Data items

⟨

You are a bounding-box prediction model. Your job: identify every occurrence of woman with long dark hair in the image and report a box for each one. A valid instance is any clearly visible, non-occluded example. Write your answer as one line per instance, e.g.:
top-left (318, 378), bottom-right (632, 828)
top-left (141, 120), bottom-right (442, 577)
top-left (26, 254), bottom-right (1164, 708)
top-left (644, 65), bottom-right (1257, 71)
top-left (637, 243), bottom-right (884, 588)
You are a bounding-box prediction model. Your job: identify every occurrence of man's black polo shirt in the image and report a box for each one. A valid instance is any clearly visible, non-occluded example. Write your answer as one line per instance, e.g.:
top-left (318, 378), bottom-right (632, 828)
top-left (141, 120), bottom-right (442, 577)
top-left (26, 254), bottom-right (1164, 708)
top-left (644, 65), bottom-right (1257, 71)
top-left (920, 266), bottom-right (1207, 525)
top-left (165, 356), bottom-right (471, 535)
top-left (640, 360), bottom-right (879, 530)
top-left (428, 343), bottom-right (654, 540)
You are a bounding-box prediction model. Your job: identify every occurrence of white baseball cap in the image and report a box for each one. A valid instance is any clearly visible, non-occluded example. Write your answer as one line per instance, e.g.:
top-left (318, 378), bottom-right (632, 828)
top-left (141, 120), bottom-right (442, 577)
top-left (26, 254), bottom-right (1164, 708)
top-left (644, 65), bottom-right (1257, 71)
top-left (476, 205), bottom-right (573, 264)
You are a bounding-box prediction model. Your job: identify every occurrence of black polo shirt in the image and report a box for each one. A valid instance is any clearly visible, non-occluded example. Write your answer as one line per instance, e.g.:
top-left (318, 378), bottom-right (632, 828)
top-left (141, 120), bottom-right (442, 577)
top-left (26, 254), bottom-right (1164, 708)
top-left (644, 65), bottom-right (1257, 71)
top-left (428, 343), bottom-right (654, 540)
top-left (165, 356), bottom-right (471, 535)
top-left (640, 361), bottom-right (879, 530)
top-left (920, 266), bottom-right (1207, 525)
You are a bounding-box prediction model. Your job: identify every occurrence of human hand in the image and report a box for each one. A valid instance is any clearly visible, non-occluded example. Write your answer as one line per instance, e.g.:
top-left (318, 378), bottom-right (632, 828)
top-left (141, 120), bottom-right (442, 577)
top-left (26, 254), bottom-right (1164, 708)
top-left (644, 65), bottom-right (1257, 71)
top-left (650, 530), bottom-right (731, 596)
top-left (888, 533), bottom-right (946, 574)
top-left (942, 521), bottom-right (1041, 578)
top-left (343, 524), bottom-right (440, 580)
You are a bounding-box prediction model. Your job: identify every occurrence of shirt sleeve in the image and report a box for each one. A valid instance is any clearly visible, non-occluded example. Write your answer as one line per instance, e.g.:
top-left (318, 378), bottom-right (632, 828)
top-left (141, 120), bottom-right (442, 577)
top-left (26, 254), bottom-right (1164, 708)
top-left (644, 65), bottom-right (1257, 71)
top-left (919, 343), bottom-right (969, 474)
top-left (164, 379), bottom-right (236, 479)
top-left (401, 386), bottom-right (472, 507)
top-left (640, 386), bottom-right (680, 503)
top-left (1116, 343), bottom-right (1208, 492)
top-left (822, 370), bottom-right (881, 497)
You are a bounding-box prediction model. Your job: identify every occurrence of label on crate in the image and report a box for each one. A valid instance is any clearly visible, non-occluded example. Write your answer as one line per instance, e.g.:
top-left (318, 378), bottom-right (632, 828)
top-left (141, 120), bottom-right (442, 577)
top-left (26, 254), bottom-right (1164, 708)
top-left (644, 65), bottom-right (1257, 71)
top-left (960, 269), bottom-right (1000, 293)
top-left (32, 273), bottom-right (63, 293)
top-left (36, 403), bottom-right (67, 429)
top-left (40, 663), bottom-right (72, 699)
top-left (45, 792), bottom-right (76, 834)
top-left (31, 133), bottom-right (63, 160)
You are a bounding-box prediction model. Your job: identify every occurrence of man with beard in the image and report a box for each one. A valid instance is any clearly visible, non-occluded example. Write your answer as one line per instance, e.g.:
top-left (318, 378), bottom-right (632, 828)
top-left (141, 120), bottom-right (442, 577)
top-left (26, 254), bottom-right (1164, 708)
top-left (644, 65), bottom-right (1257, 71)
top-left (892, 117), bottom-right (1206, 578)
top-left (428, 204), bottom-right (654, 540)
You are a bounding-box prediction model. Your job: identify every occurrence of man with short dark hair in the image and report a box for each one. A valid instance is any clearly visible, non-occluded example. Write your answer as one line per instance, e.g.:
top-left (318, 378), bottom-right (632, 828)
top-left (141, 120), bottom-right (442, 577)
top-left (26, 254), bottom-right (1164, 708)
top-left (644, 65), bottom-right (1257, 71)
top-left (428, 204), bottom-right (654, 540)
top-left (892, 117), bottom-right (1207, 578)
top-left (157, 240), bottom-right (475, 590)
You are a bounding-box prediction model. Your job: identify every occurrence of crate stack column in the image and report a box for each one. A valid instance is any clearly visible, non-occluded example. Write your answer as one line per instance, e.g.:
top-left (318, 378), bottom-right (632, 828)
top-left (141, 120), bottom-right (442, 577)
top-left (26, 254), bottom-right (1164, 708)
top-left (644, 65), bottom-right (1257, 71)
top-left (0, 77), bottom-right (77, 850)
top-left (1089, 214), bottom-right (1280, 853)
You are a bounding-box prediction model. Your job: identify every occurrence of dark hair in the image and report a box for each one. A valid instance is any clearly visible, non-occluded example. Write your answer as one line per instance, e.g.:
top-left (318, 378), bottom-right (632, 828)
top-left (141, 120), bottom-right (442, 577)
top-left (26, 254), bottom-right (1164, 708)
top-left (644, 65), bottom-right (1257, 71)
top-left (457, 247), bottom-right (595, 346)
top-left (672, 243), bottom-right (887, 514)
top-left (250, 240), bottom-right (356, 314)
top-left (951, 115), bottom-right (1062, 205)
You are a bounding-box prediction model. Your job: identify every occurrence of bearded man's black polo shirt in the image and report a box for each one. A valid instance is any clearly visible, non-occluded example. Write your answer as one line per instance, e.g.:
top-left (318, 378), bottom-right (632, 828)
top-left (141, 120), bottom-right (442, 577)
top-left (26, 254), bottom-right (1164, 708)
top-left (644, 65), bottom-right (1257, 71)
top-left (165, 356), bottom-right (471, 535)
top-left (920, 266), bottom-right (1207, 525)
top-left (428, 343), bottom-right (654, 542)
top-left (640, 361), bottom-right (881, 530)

⟩
⟨

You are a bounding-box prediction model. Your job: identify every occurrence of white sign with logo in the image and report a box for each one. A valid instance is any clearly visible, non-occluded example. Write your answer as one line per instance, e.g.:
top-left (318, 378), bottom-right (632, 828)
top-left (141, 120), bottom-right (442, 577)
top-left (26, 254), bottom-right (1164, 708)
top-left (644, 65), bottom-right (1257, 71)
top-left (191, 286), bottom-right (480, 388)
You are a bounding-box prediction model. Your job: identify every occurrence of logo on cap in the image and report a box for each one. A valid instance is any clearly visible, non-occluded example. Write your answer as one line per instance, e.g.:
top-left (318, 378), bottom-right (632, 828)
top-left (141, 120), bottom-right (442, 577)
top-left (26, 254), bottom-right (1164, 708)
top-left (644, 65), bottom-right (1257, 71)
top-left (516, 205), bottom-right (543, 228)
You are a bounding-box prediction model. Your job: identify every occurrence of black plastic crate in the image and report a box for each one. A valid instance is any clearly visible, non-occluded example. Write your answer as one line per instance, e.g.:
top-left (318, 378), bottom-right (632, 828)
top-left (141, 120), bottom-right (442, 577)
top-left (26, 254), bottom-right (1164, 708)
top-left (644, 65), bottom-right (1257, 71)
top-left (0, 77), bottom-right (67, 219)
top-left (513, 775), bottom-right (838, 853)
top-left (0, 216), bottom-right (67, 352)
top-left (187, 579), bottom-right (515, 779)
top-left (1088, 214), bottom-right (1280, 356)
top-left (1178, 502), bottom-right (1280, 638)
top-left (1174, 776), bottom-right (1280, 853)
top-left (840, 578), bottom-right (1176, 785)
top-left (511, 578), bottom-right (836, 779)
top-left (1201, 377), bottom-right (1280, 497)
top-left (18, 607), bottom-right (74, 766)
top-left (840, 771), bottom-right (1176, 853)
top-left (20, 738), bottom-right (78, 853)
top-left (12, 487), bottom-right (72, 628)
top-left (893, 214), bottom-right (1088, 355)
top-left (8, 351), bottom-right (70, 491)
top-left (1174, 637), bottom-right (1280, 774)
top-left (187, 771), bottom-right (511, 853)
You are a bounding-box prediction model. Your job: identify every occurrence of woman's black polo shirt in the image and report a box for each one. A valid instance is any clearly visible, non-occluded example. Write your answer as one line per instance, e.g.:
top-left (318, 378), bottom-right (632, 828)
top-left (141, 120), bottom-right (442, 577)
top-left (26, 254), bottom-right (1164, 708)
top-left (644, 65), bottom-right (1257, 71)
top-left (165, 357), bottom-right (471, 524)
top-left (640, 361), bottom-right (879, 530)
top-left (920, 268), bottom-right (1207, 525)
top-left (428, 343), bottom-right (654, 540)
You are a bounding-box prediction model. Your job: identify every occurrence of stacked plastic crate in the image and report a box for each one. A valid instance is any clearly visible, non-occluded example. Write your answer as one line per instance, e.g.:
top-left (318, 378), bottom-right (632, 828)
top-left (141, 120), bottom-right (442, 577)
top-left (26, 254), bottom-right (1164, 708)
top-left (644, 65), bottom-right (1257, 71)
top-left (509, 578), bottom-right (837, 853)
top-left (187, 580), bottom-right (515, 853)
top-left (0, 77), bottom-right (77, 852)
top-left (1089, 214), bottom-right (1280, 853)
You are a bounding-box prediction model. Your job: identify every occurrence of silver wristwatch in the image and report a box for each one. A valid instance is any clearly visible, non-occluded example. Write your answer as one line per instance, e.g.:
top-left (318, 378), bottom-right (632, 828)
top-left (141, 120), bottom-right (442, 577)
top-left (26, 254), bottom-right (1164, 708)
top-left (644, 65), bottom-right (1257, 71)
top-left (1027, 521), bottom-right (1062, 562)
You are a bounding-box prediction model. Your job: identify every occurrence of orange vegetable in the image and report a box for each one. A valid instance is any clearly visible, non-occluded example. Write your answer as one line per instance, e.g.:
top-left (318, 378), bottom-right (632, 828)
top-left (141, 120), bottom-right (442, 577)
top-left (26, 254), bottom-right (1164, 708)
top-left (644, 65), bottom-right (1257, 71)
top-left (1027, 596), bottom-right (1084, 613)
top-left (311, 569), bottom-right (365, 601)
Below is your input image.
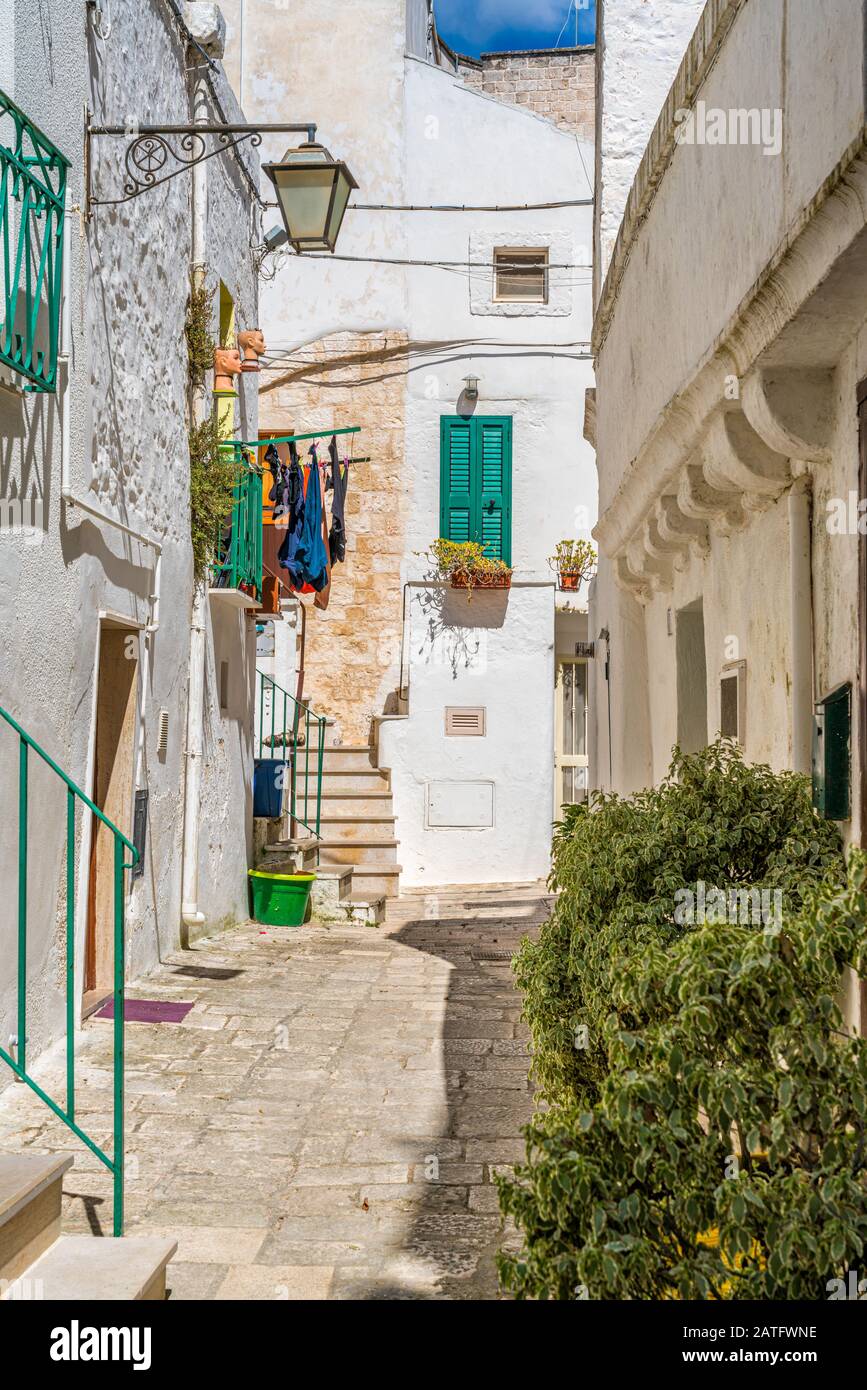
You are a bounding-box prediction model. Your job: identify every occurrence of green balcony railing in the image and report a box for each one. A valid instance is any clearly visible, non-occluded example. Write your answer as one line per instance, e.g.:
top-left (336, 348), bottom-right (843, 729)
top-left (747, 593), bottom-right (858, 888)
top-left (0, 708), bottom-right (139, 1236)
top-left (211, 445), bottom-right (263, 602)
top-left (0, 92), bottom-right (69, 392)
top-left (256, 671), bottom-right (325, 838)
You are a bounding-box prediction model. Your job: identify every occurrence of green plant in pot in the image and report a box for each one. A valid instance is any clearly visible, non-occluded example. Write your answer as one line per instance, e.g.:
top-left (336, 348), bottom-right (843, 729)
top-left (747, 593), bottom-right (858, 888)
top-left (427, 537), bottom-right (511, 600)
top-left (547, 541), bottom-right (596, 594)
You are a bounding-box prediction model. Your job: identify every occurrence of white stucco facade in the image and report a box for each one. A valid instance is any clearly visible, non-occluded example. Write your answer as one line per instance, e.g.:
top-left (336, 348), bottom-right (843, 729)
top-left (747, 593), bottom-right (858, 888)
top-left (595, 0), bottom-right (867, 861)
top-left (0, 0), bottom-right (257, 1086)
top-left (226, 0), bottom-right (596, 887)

⟩
⟨

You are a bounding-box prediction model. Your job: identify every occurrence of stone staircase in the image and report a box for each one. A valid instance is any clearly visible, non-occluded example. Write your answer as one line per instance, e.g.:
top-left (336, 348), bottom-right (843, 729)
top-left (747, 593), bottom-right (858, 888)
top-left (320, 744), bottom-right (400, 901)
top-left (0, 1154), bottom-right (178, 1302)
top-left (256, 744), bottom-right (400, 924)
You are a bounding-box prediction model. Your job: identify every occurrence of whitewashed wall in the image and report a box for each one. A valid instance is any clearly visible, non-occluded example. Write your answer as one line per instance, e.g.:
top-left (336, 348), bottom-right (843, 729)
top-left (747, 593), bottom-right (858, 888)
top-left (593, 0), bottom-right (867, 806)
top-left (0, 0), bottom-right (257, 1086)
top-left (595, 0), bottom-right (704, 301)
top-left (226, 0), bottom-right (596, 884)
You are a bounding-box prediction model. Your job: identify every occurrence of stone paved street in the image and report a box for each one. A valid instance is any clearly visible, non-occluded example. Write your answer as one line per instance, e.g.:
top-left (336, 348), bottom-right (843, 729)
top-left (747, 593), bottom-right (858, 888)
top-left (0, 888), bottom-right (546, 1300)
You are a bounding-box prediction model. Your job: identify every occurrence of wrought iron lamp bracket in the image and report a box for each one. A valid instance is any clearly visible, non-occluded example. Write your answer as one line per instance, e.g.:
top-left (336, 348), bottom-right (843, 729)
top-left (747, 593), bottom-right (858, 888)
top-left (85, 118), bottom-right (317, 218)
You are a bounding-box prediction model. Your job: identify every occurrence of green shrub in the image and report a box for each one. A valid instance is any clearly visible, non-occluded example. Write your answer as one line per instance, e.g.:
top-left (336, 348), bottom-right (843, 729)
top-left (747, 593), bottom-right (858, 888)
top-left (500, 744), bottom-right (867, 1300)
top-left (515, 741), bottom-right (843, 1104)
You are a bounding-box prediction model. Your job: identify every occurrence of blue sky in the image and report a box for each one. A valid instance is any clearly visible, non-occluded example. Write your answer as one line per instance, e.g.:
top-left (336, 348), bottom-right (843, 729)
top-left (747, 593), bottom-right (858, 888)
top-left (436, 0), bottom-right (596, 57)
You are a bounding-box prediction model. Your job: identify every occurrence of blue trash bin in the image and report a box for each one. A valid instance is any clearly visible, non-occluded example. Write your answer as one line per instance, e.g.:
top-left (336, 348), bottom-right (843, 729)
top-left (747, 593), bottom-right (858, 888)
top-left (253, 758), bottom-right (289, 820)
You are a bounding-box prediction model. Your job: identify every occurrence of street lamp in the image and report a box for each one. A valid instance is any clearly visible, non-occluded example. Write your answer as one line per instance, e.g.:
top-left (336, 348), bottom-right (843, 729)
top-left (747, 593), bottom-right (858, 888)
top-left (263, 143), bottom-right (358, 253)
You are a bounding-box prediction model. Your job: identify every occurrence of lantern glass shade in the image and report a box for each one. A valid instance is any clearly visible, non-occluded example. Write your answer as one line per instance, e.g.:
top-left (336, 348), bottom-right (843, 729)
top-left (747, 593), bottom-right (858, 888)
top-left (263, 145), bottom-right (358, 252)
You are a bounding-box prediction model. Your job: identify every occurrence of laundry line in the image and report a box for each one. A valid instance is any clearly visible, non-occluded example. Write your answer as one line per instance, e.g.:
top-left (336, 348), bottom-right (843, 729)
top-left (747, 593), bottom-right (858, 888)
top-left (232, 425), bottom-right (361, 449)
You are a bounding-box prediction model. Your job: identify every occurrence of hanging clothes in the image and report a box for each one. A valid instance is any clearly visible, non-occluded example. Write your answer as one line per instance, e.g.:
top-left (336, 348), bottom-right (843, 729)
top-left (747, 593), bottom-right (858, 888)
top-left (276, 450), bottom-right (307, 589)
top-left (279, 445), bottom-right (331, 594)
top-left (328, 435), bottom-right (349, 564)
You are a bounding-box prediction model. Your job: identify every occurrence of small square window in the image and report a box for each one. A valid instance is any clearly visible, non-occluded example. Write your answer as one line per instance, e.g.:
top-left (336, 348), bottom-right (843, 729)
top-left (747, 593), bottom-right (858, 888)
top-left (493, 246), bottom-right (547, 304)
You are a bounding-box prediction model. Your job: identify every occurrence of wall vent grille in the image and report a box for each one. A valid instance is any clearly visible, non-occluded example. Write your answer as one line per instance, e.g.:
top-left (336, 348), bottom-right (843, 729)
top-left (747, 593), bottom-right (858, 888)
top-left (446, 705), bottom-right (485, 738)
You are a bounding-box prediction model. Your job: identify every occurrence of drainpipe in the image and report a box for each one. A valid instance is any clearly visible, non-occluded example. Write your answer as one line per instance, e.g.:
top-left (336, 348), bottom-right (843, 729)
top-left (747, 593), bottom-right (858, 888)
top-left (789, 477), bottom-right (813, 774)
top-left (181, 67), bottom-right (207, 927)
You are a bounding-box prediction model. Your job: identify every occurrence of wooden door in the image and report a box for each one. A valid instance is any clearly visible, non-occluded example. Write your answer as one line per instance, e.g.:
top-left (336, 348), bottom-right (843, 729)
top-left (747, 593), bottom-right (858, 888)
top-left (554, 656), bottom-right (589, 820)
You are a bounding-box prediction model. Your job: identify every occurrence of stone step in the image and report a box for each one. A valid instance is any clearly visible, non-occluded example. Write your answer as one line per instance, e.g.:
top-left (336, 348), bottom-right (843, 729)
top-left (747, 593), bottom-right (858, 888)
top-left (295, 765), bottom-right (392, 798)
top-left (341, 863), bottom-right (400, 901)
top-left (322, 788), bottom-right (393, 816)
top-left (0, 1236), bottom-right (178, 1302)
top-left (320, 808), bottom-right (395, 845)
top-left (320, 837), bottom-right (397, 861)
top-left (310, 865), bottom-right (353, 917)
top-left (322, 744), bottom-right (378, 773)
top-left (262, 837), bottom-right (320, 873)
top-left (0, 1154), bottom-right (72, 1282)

⟩

■ Given instruction ■
Copy out the material again without changes, starting at the line that contains "occurrence of silver" and ending at the line that contains "top-left (547, 541), bottom-right (596, 594)", with both of those lines included. Omit the pictures from your answer.

■ Task result ■
You are a bounding-box prediction model. Your job: identify every occurrence of silver wristwatch in the image and report a box for each one. A valid instance is any clearly visible, non-occluded example. Write your answer as one line per instance, e.g.:
top-left (318, 378), bottom-right (632, 828)
top-left (141, 120), bottom-right (442, 577)
top-left (26, 254), bottom-right (1164, 708)
top-left (644, 65), bottom-right (1257, 71)
top-left (1027, 521), bottom-right (1062, 562)
You are a bounding-box prediction model. Your job: identify every occurrence of orange vegetable in the image and report a box for each one. A valid instance is any clearly visible, non-occluded example. Write your answer as one line per instance, e.g.:
top-left (318, 378), bottom-right (632, 828)
top-left (141, 120), bottom-right (442, 577)
top-left (26, 254), bottom-right (1164, 708)
top-left (644, 65), bottom-right (1257, 71)
top-left (1027, 596), bottom-right (1084, 613)
top-left (311, 569), bottom-right (365, 601)
Below is your input image.
You are a bounding-box prediction model. Your job: identify every occurrence of green balcony railing in the image and report a box for each one. A valid instance is any clearly visible, non-occluded example. Write your answer as one line per instance, e.g.:
top-left (336, 348), bottom-right (843, 729)
top-left (747, 593), bottom-right (858, 888)
top-left (0, 708), bottom-right (139, 1236)
top-left (211, 445), bottom-right (263, 602)
top-left (0, 92), bottom-right (69, 392)
top-left (256, 671), bottom-right (325, 838)
You are a bounding-box prediction model. Your job: identify every occurrence of green plant in pot in the image and report a box for each one. A valid instance is any clearly visible, non-occluded example. Write your answer as one line per instance, e.g.:
top-left (336, 348), bottom-right (843, 729)
top-left (747, 593), bottom-right (858, 888)
top-left (427, 537), bottom-right (511, 600)
top-left (547, 541), bottom-right (596, 594)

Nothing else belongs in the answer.